::: DATA RECORDS
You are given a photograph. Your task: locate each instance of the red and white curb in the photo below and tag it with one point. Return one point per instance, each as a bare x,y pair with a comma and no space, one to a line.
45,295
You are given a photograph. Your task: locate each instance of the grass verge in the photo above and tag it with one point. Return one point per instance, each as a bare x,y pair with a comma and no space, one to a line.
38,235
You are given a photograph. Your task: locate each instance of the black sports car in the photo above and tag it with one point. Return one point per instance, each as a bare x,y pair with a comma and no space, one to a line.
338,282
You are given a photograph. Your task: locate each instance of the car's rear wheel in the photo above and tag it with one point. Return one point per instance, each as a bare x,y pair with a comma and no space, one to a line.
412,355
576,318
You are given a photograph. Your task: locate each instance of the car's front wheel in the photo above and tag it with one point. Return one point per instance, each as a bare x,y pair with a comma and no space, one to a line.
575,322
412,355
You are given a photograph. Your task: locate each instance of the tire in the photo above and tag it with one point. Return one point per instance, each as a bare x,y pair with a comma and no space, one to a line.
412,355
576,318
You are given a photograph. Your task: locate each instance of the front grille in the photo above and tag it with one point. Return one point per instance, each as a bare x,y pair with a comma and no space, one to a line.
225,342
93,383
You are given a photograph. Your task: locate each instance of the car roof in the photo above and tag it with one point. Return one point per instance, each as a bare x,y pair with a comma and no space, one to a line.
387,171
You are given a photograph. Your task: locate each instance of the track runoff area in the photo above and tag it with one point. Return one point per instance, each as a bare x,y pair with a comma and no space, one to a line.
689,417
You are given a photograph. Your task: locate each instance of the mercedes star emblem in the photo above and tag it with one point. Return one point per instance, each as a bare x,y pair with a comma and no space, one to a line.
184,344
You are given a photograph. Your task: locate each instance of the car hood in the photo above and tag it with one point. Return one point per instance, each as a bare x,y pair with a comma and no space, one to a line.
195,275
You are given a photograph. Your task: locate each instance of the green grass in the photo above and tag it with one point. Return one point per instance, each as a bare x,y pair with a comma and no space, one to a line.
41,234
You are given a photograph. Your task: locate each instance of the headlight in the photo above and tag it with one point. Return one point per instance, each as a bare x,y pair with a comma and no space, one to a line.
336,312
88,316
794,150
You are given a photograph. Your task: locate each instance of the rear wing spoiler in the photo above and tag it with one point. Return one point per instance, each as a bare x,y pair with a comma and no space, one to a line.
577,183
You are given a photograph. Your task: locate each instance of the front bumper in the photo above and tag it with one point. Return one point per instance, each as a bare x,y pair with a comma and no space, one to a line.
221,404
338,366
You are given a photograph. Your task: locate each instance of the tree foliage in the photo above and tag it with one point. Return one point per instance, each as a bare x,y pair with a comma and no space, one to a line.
::::::
SHORT PROBLEM:
Rewrite every line in full, from the line holding "of the headlight" through the last line, inclusive. Scale each point coordinate in the answers by 2.2, rounding to whole numbers with halves going up.

TASK SOLUTION:
You are given a photograph. Your task: locate each instance of the headlight in the photo above and tag it with one point. Return one point per instance, each as a bare x,y pair with a comma and no space, one to a line.
739,686
194,695
1747,330
You are given a photograph. Your task: locate each instance of the rear wing spoiler in the photo above and tag it with one point. Return one point per instance, each as a bare x,y pair with a comma and no space, one to a line.
1269,403
You are given a photograph. Your task: locate each instance of the front bumper in the photo above and tag it with one point. Return one point per instance, each as a bare x,y pair with a comma and no space, one to a line.
486,889
744,805
You are given a photograph. Your task: locate each instance of the tree foliage in the photo above and tag it with one point. Return one point per instance, each as a bare x,y pair with a comma and no space, one to a line.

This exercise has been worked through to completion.